Record extracts:

-.-.-

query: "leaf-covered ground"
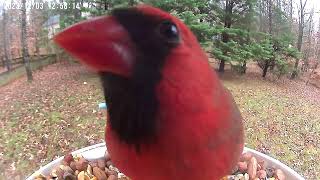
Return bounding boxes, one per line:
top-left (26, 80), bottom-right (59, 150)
top-left (0, 64), bottom-right (320, 179)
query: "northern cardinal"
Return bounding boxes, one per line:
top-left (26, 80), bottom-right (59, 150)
top-left (54, 5), bottom-right (244, 180)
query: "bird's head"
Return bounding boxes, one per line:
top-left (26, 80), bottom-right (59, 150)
top-left (54, 5), bottom-right (212, 144)
top-left (54, 5), bottom-right (205, 77)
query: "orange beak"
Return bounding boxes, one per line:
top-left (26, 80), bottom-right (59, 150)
top-left (53, 16), bottom-right (134, 77)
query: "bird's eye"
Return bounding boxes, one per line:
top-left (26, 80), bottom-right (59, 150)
top-left (159, 21), bottom-right (180, 43)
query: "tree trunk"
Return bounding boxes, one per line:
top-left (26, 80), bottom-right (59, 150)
top-left (262, 60), bottom-right (269, 78)
top-left (2, 9), bottom-right (11, 71)
top-left (35, 34), bottom-right (42, 70)
top-left (218, 0), bottom-right (233, 73)
top-left (21, 0), bottom-right (33, 82)
top-left (262, 0), bottom-right (273, 78)
top-left (291, 0), bottom-right (308, 79)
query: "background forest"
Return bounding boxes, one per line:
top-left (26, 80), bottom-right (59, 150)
top-left (0, 0), bottom-right (320, 179)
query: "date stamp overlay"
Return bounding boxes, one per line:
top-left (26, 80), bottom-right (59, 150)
top-left (2, 0), bottom-right (90, 10)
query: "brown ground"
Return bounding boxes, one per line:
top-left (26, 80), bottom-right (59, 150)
top-left (0, 61), bottom-right (320, 179)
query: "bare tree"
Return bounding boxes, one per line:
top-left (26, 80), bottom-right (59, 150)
top-left (219, 0), bottom-right (235, 72)
top-left (2, 8), bottom-right (11, 71)
top-left (291, 0), bottom-right (308, 79)
top-left (21, 0), bottom-right (33, 82)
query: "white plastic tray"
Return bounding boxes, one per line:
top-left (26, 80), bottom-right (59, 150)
top-left (27, 143), bottom-right (304, 180)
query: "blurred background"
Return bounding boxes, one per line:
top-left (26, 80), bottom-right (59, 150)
top-left (0, 0), bottom-right (320, 179)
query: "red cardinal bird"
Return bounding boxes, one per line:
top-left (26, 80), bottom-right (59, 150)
top-left (54, 5), bottom-right (244, 180)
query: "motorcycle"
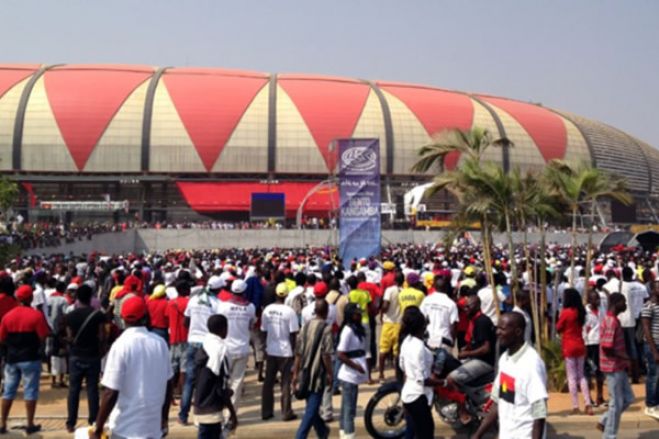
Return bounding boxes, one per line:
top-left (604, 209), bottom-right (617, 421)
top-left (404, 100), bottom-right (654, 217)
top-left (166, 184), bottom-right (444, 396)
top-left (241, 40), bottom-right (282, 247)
top-left (364, 350), bottom-right (494, 439)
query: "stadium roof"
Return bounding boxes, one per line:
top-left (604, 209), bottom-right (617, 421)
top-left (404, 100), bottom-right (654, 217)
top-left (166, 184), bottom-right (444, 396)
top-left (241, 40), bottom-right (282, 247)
top-left (0, 64), bottom-right (659, 195)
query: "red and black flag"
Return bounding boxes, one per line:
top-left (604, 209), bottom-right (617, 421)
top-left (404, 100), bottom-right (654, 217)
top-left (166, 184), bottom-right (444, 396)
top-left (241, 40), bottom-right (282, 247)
top-left (499, 372), bottom-right (515, 404)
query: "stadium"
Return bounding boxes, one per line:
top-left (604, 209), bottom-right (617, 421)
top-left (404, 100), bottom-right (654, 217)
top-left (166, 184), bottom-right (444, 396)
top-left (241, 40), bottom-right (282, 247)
top-left (0, 64), bottom-right (659, 227)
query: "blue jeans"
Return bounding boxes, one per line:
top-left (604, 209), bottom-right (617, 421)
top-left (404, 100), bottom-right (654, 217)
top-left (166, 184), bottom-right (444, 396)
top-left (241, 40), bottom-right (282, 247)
top-left (66, 357), bottom-right (101, 428)
top-left (295, 390), bottom-right (329, 439)
top-left (197, 422), bottom-right (222, 439)
top-left (600, 370), bottom-right (634, 439)
top-left (2, 360), bottom-right (41, 401)
top-left (339, 381), bottom-right (359, 434)
top-left (643, 343), bottom-right (659, 407)
top-left (178, 343), bottom-right (201, 422)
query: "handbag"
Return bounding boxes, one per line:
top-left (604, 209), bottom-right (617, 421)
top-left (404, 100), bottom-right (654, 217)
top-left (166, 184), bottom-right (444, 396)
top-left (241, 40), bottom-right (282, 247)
top-left (293, 323), bottom-right (326, 399)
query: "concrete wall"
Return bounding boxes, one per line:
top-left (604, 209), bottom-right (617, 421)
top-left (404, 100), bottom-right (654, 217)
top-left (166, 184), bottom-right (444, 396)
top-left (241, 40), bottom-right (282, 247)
top-left (25, 229), bottom-right (605, 254)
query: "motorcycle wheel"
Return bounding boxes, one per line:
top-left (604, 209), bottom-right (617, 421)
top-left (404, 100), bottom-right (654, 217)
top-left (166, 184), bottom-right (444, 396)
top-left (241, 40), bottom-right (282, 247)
top-left (364, 388), bottom-right (406, 439)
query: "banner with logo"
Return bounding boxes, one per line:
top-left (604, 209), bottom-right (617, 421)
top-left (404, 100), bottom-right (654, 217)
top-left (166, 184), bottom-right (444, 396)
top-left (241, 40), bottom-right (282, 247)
top-left (338, 139), bottom-right (382, 267)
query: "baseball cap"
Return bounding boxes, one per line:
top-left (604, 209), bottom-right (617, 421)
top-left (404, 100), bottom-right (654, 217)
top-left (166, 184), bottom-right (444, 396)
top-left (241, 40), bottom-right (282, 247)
top-left (121, 296), bottom-right (146, 323)
top-left (231, 279), bottom-right (247, 294)
top-left (14, 285), bottom-right (32, 302)
top-left (208, 276), bottom-right (224, 290)
top-left (275, 282), bottom-right (288, 297)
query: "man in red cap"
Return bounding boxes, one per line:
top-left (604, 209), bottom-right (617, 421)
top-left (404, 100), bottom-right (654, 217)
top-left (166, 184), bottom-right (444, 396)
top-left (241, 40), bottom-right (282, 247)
top-left (0, 285), bottom-right (50, 434)
top-left (90, 296), bottom-right (174, 439)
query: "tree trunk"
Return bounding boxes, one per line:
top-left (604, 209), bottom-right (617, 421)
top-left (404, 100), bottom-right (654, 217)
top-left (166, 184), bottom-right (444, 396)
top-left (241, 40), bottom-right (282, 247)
top-left (538, 221), bottom-right (547, 344)
top-left (569, 206), bottom-right (578, 288)
top-left (481, 217), bottom-right (501, 319)
top-left (504, 209), bottom-right (519, 306)
top-left (582, 200), bottom-right (595, 305)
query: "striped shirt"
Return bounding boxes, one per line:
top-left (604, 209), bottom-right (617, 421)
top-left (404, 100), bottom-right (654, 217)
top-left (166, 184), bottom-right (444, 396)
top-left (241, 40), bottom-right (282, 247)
top-left (600, 312), bottom-right (627, 373)
top-left (641, 300), bottom-right (659, 346)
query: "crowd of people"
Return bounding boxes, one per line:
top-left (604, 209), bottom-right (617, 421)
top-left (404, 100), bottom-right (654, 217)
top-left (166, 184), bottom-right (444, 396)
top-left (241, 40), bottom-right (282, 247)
top-left (0, 242), bottom-right (659, 438)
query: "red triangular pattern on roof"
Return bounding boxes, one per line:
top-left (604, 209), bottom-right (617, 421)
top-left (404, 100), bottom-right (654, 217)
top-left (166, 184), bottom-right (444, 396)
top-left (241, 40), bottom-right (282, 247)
top-left (378, 83), bottom-right (474, 169)
top-left (163, 70), bottom-right (268, 171)
top-left (44, 68), bottom-right (152, 171)
top-left (278, 79), bottom-right (370, 170)
top-left (481, 96), bottom-right (567, 162)
top-left (0, 69), bottom-right (37, 98)
top-left (176, 181), bottom-right (339, 217)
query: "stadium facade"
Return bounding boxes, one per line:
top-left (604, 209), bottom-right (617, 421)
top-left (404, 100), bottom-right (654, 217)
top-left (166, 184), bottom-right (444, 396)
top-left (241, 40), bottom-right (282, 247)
top-left (0, 64), bottom-right (659, 227)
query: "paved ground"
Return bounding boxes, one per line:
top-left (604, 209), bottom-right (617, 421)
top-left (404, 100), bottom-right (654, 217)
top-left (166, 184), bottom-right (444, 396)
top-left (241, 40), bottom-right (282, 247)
top-left (4, 372), bottom-right (659, 439)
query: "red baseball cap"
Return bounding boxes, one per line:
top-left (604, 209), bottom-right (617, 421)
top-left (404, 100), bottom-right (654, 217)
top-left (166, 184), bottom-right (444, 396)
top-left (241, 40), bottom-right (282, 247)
top-left (313, 282), bottom-right (329, 297)
top-left (14, 285), bottom-right (32, 302)
top-left (121, 296), bottom-right (146, 323)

-.-.-

Problem statement:
Collect every line of the data above that contains the word "baseball", treating uppercase and lowercase letters as distinct.

Exercise output:
query: "baseball cap"
query: "red baseball cap"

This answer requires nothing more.